# START OF Dataset content

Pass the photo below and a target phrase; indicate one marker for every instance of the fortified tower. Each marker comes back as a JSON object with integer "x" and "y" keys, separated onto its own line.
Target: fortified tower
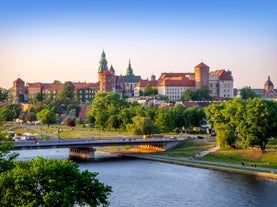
{"x": 19, "y": 90}
{"x": 201, "y": 73}
{"x": 268, "y": 84}
{"x": 106, "y": 77}
{"x": 103, "y": 65}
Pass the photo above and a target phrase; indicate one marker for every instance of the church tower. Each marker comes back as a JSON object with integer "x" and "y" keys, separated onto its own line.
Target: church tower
{"x": 201, "y": 73}
{"x": 103, "y": 65}
{"x": 268, "y": 84}
{"x": 129, "y": 70}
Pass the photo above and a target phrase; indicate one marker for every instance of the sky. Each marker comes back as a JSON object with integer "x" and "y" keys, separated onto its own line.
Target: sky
{"x": 47, "y": 40}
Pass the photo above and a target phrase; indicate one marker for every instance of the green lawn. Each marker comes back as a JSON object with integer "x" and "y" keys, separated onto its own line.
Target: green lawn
{"x": 247, "y": 156}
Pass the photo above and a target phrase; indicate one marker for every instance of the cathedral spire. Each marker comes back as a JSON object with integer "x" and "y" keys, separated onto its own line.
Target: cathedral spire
{"x": 129, "y": 69}
{"x": 103, "y": 64}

# END OF Dataset content

What to do:
Rewrite all the rows above, requests included, and lower every x and y coordinate in the answers by 14. Leave the pictures out.

Written solution:
Pass the photo below and a target phrase; indicate one marker for every instance of the fortified tower. Each marker comes back as a JSON object with integer "x" and "y" keys, separated onto its own line.
Target: fortified tower
{"x": 5, "y": 76}
{"x": 187, "y": 59}
{"x": 254, "y": 70}
{"x": 92, "y": 63}
{"x": 89, "y": 51}
Pass the photo above and a target phrase; indicate one marker for every instance of the church tower. Each marker comes back as a JSON object with integer "x" and "y" keys, separated onto its own line.
Target: church tower
{"x": 187, "y": 59}
{"x": 89, "y": 51}
{"x": 254, "y": 70}
{"x": 115, "y": 56}
Pass the photo above and a target phrase; indicate one marker for every instance of the sky. Each marker comes back as a JSON object with integer "x" and "y" keys, separated onto its own line.
Target: sky
{"x": 33, "y": 26}
Pass the photo above and a target phrase; indicate one marker for every instance of the green lawn. Each marker comes back as a JSON object with integer "x" and "y" keys, separated onto its own line.
Target: green lawn
{"x": 233, "y": 142}
Pass the photo above and a target phrase; indicate one marker for every instance of the cathedral spire. Each marker comes back as a JSON object with integer "x" and "y" keys, separated onto its own line.
Target: cathedral spire
{"x": 115, "y": 55}
{"x": 89, "y": 50}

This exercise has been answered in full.